═══ Excerpted data ═══
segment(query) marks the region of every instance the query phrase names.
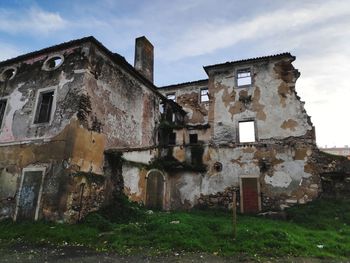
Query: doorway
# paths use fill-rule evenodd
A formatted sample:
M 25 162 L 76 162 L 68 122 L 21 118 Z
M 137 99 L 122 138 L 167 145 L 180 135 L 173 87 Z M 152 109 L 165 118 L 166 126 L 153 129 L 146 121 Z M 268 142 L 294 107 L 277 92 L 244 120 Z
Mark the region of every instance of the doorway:
M 45 168 L 23 169 L 15 220 L 37 220 Z
M 146 175 L 146 207 L 162 210 L 164 200 L 164 175 L 159 170 L 150 170 Z
M 242 213 L 256 214 L 261 211 L 259 177 L 241 177 L 240 197 Z

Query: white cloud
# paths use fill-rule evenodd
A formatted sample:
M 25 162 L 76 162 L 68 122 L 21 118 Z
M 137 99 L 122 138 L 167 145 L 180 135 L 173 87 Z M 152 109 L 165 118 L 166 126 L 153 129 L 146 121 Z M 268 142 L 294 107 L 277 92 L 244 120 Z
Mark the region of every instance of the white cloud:
M 29 10 L 0 9 L 0 31 L 9 34 L 50 34 L 66 28 L 68 22 L 60 14 L 40 8 Z
M 21 54 L 21 51 L 18 50 L 14 46 L 6 45 L 1 43 L 0 44 L 0 61 L 8 59 L 8 58 L 13 58 Z
M 318 3 L 298 9 L 279 9 L 243 21 L 210 21 L 192 25 L 174 42 L 174 45 L 160 51 L 170 60 L 204 55 L 233 46 L 242 40 L 273 37 L 288 32 L 299 33 L 301 29 L 324 23 L 326 20 L 350 16 L 346 1 Z

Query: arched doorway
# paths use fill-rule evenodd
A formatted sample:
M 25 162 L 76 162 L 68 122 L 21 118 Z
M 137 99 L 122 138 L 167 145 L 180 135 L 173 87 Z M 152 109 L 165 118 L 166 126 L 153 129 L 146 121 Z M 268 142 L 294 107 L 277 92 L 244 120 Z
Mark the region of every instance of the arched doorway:
M 146 175 L 146 207 L 150 209 L 163 209 L 164 175 L 159 170 L 150 170 Z

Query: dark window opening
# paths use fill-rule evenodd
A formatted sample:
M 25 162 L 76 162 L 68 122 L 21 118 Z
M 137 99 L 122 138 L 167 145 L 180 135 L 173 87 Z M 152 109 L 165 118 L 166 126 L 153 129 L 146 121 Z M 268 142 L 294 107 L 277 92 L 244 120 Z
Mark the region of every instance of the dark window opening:
M 254 121 L 239 122 L 239 142 L 255 142 Z
M 10 80 L 15 76 L 15 73 L 16 73 L 15 69 L 9 68 L 2 73 L 2 79 L 4 81 Z
M 53 57 L 46 62 L 49 69 L 54 69 L 58 67 L 63 62 L 61 57 Z
M 190 134 L 190 144 L 198 143 L 198 134 Z
M 53 96 L 54 91 L 41 92 L 39 94 L 34 123 L 50 122 Z
M 237 86 L 249 86 L 252 84 L 252 76 L 249 68 L 237 71 Z
M 176 144 L 176 133 L 172 132 L 169 133 L 169 145 L 175 145 Z
M 168 100 L 172 100 L 172 101 L 175 101 L 176 100 L 176 96 L 175 96 L 175 93 L 169 93 L 166 95 L 166 98 Z
M 6 104 L 7 104 L 6 100 L 0 100 L 0 128 L 1 128 L 2 121 L 5 117 Z
M 201 102 L 207 102 L 209 101 L 209 93 L 208 89 L 201 89 Z

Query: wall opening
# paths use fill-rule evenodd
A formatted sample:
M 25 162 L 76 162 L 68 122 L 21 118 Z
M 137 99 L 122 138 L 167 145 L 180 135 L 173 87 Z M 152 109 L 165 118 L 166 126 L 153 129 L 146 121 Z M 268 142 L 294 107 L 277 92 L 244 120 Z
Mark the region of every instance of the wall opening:
M 165 183 L 162 172 L 159 170 L 151 170 L 148 172 L 146 179 L 146 207 L 149 209 L 162 210 Z
M 50 122 L 54 95 L 54 90 L 39 93 L 34 123 Z
M 250 86 L 252 84 L 252 76 L 250 68 L 237 70 L 237 86 Z
M 2 127 L 2 122 L 5 117 L 6 104 L 7 104 L 6 99 L 0 99 L 0 129 Z
M 16 75 L 16 68 L 8 68 L 1 74 L 2 81 L 13 79 Z
M 175 132 L 169 133 L 168 144 L 169 145 L 175 145 L 176 144 L 176 133 Z
M 241 177 L 241 212 L 256 214 L 261 210 L 260 184 L 258 177 Z
M 16 208 L 16 220 L 37 220 L 45 168 L 24 169 Z
M 193 133 L 190 134 L 190 144 L 197 144 L 198 143 L 198 134 Z
M 176 101 L 176 95 L 175 95 L 175 93 L 168 93 L 168 94 L 166 94 L 166 98 L 167 98 L 168 100 Z
M 241 121 L 238 123 L 238 133 L 239 133 L 239 142 L 255 142 L 256 133 L 255 133 L 255 122 L 254 121 Z
M 53 55 L 46 59 L 42 69 L 46 71 L 55 70 L 63 64 L 64 57 L 62 55 Z
M 201 102 L 209 101 L 208 88 L 201 89 Z

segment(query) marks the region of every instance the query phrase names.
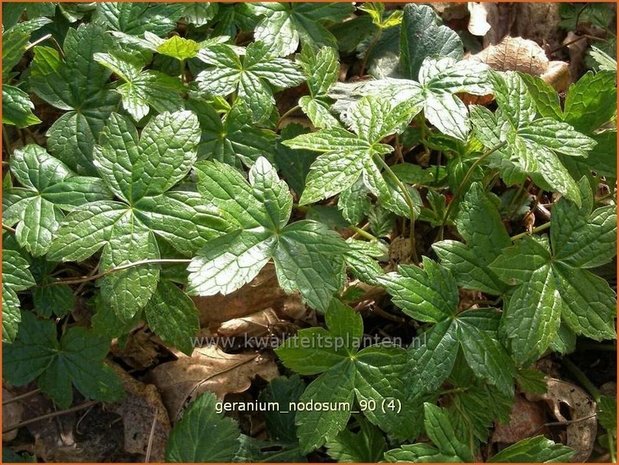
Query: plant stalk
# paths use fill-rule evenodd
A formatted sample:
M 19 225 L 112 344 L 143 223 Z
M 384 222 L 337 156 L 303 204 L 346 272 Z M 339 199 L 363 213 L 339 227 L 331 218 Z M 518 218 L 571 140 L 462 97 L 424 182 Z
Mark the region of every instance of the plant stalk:
M 400 181 L 400 178 L 396 176 L 396 174 L 393 172 L 393 170 L 387 164 L 387 162 L 383 160 L 383 157 L 381 157 L 380 155 L 377 155 L 374 157 L 374 159 L 378 161 L 378 164 L 384 168 L 384 170 L 387 172 L 389 176 L 391 176 L 391 179 L 393 179 L 393 182 L 396 183 L 396 185 L 398 186 L 398 189 L 402 191 L 402 196 L 404 196 L 404 201 L 406 202 L 406 205 L 408 206 L 408 210 L 410 213 L 409 238 L 411 242 L 412 258 L 415 263 L 419 263 L 419 257 L 417 256 L 417 247 L 415 244 L 415 206 L 413 203 L 413 199 L 411 198 L 410 192 L 408 192 L 408 188 L 404 185 L 402 181 Z

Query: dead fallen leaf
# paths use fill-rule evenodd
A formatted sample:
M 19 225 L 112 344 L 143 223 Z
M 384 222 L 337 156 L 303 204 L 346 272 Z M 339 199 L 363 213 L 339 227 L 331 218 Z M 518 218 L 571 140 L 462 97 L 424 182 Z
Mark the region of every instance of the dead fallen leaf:
M 131 332 L 126 339 L 114 339 L 110 352 L 114 357 L 122 359 L 127 365 L 137 370 L 144 370 L 157 363 L 160 353 L 159 340 L 145 327 Z
M 211 332 L 222 337 L 248 336 L 260 337 L 267 334 L 277 334 L 293 326 L 289 321 L 282 320 L 272 308 L 265 308 L 251 315 L 224 321 L 212 326 Z
M 122 418 L 125 451 L 146 456 L 154 421 L 149 461 L 163 462 L 170 434 L 170 419 L 159 391 L 152 384 L 144 384 L 134 379 L 118 365 L 111 365 L 120 377 L 126 393 L 122 401 L 108 408 Z
M 548 378 L 548 391 L 528 395 L 531 400 L 544 400 L 558 422 L 566 422 L 566 444 L 576 451 L 572 462 L 586 462 L 595 444 L 597 434 L 596 405 L 580 387 Z M 569 412 L 568 418 L 565 413 Z
M 10 404 L 4 404 L 13 398 L 16 395 L 13 394 L 8 389 L 2 388 L 2 427 L 3 429 L 10 428 L 11 426 L 17 425 L 24 415 L 24 407 L 21 402 L 11 402 Z M 2 434 L 2 442 L 12 441 L 17 437 L 18 430 L 9 431 L 8 433 Z
M 544 407 L 539 402 L 532 402 L 522 396 L 516 396 L 512 405 L 509 421 L 498 423 L 492 433 L 492 442 L 513 444 L 538 434 L 544 434 Z
M 243 392 L 256 376 L 270 381 L 279 371 L 272 356 L 259 353 L 227 354 L 216 346 L 194 349 L 191 357 L 163 363 L 149 373 L 157 386 L 170 419 L 175 421 L 183 406 L 210 391 L 218 398 Z
M 266 308 L 273 309 L 281 318 L 296 320 L 306 315 L 306 308 L 298 295 L 287 295 L 277 282 L 275 267 L 265 266 L 253 281 L 228 295 L 194 297 L 200 312 L 202 327 L 241 318 Z
M 557 91 L 564 91 L 570 83 L 567 63 L 550 61 L 542 47 L 521 37 L 505 37 L 469 59 L 486 63 L 497 71 L 520 71 L 538 76 Z
M 557 4 L 470 2 L 468 9 L 468 30 L 484 38 L 484 48 L 507 36 L 530 39 L 550 49 L 560 45 L 561 15 Z
M 57 410 L 43 394 L 29 397 L 23 420 Z M 31 452 L 39 461 L 58 462 L 132 462 L 123 449 L 123 429 L 118 415 L 102 404 L 31 423 L 26 428 L 34 438 Z

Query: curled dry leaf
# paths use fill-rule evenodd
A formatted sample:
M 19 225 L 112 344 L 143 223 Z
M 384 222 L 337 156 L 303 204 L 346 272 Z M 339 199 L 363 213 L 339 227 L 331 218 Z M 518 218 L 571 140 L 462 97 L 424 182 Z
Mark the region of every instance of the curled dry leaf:
M 11 391 L 6 388 L 2 388 L 2 427 L 3 429 L 10 428 L 17 425 L 24 414 L 24 407 L 21 402 L 11 402 L 10 404 L 4 404 L 15 397 Z M 2 434 L 2 442 L 12 441 L 17 437 L 17 430 L 9 431 L 6 434 Z
M 241 318 L 224 321 L 211 326 L 212 333 L 222 337 L 260 337 L 285 331 L 291 323 L 282 320 L 272 308 L 265 308 Z
M 492 442 L 513 444 L 528 437 L 544 434 L 545 423 L 546 417 L 542 404 L 517 396 L 512 405 L 509 421 L 496 425 L 492 434 Z
M 197 348 L 191 357 L 163 363 L 149 373 L 157 386 L 172 421 L 183 406 L 204 391 L 220 399 L 243 392 L 256 376 L 270 381 L 279 371 L 272 356 L 259 353 L 227 354 L 216 346 Z
M 521 37 L 505 37 L 469 59 L 486 63 L 497 71 L 520 71 L 538 76 L 558 91 L 565 90 L 570 83 L 567 63 L 550 61 L 542 47 Z
M 161 355 L 158 339 L 145 327 L 129 334 L 126 342 L 114 339 L 110 351 L 114 357 L 136 370 L 155 365 Z
M 546 401 L 557 421 L 566 423 L 566 444 L 576 451 L 572 462 L 585 462 L 591 455 L 597 434 L 595 402 L 582 388 L 567 381 L 548 378 L 546 384 L 548 390 L 545 394 L 528 397 Z M 562 413 L 566 411 L 565 407 L 569 418 Z
M 123 400 L 112 404 L 109 409 L 122 418 L 125 451 L 145 457 L 150 441 L 149 461 L 163 462 L 170 434 L 170 419 L 159 391 L 152 384 L 144 384 L 132 378 L 117 365 L 112 365 L 112 368 L 120 377 L 126 392 Z
M 203 327 L 246 317 L 266 308 L 292 320 L 303 318 L 306 313 L 301 298 L 287 295 L 279 286 L 275 267 L 271 264 L 238 291 L 228 295 L 193 297 L 193 301 L 200 312 L 200 325 Z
═══
About this task
Starting at the line above that contains "Mark the region of every instance of the dead", repeat each line exactly up to and including the line that contains "Query: curled dry leaf", and stop there.

Completed task
Mark the region of every instance of the dead fallen leaf:
M 131 332 L 126 339 L 114 339 L 110 352 L 114 357 L 122 359 L 127 365 L 137 370 L 144 370 L 157 363 L 160 353 L 159 340 L 145 327 Z
M 211 332 L 222 337 L 248 336 L 260 337 L 267 334 L 277 334 L 293 326 L 289 321 L 282 320 L 272 308 L 265 308 L 251 315 L 224 321 L 212 326 Z
M 122 418 L 125 451 L 146 456 L 154 421 L 149 461 L 163 462 L 170 434 L 170 419 L 159 391 L 152 384 L 144 384 L 134 379 L 118 365 L 111 365 L 120 377 L 126 393 L 122 401 L 108 408 Z
M 548 378 L 548 391 L 528 395 L 531 400 L 544 400 L 558 422 L 566 422 L 566 444 L 576 451 L 572 462 L 586 462 L 595 444 L 597 434 L 596 405 L 580 387 Z M 569 412 L 568 418 L 565 413 Z
M 10 404 L 4 404 L 13 398 L 16 395 L 13 394 L 8 389 L 2 388 L 2 427 L 3 429 L 10 428 L 11 426 L 17 425 L 24 415 L 24 407 L 21 402 L 11 402 Z M 2 434 L 2 442 L 12 441 L 17 437 L 18 430 L 9 431 L 8 433 Z
M 544 407 L 539 402 L 532 402 L 522 396 L 516 396 L 512 405 L 509 421 L 498 423 L 492 433 L 492 442 L 513 444 L 538 434 L 544 434 Z
M 243 392 L 256 376 L 270 381 L 279 371 L 272 356 L 259 353 L 227 354 L 216 346 L 194 349 L 191 357 L 163 363 L 149 373 L 157 386 L 170 419 L 175 421 L 183 406 L 210 391 L 218 398 Z
M 266 308 L 273 309 L 281 318 L 296 320 L 306 315 L 306 308 L 298 295 L 287 295 L 277 282 L 275 267 L 265 266 L 253 281 L 228 295 L 194 297 L 200 312 L 202 327 L 241 318 Z
M 557 91 L 564 91 L 570 83 L 567 63 L 550 61 L 542 47 L 521 37 L 505 37 L 469 59 L 486 63 L 497 71 L 520 71 L 538 76 Z
M 557 4 L 470 2 L 468 9 L 468 30 L 484 38 L 484 48 L 507 36 L 530 39 L 550 49 L 560 45 L 561 15 Z
M 57 410 L 43 394 L 29 397 L 23 420 Z M 31 452 L 39 461 L 58 462 L 132 462 L 123 449 L 123 429 L 118 415 L 102 404 L 31 423 L 26 428 L 34 438 Z

Query: curled dry leaf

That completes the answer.